WHAT TO PRODUCE:
List each line below that contains the string "target", copying the whole line. Matching is case-sensitive.

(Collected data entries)
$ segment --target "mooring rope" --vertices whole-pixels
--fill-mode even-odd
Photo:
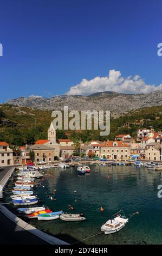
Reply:
[[[11,201],[9,203],[1,203],[2,204],[11,204],[12,203],[12,201]]]

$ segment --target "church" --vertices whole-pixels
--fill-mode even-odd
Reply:
[[[53,123],[48,130],[48,139],[40,139],[30,147],[35,153],[35,163],[53,162],[55,157],[60,156],[60,145],[56,142],[56,130]]]

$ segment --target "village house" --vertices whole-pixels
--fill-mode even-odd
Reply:
[[[122,141],[128,145],[131,145],[133,142],[133,140],[129,134],[120,134],[118,135],[115,137],[115,141]]]
[[[7,142],[0,142],[0,166],[13,164],[13,151]]]
[[[136,141],[137,142],[140,142],[142,139],[146,137],[152,138],[154,135],[153,129],[141,129],[137,130],[137,135]]]
[[[54,162],[56,156],[55,148],[44,144],[35,144],[30,146],[30,150],[35,153],[35,163],[45,162],[50,163]]]
[[[26,148],[26,147],[21,147],[21,155],[14,156],[13,157],[13,162],[14,164],[24,164],[31,162],[30,159],[30,150]]]
[[[146,148],[146,146],[149,143],[152,143],[154,142],[154,139],[153,138],[151,138],[150,137],[146,137],[141,139],[140,143],[140,148],[142,149]]]
[[[160,161],[160,150],[158,148],[150,147],[145,150],[146,160]]]
[[[75,151],[74,146],[60,146],[61,157],[63,159],[71,158]]]
[[[73,153],[75,151],[73,142],[69,139],[58,139],[58,143],[60,146],[61,157],[63,159],[72,157]]]
[[[100,145],[100,158],[126,160],[130,157],[130,145],[121,141],[108,141]]]
[[[73,145],[73,142],[71,141],[70,139],[58,139],[58,143],[60,146],[72,146]]]

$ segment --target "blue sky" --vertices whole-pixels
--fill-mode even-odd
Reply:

FINAL ANSWER:
$ segment --target "mooring rope" --vertices whole-pixels
$ segment --target "church" --vertices whole-pixels
$ segment --target "village house" --vertices whole-pixels
$ segment --target "blue sky" --vertices whole-pixels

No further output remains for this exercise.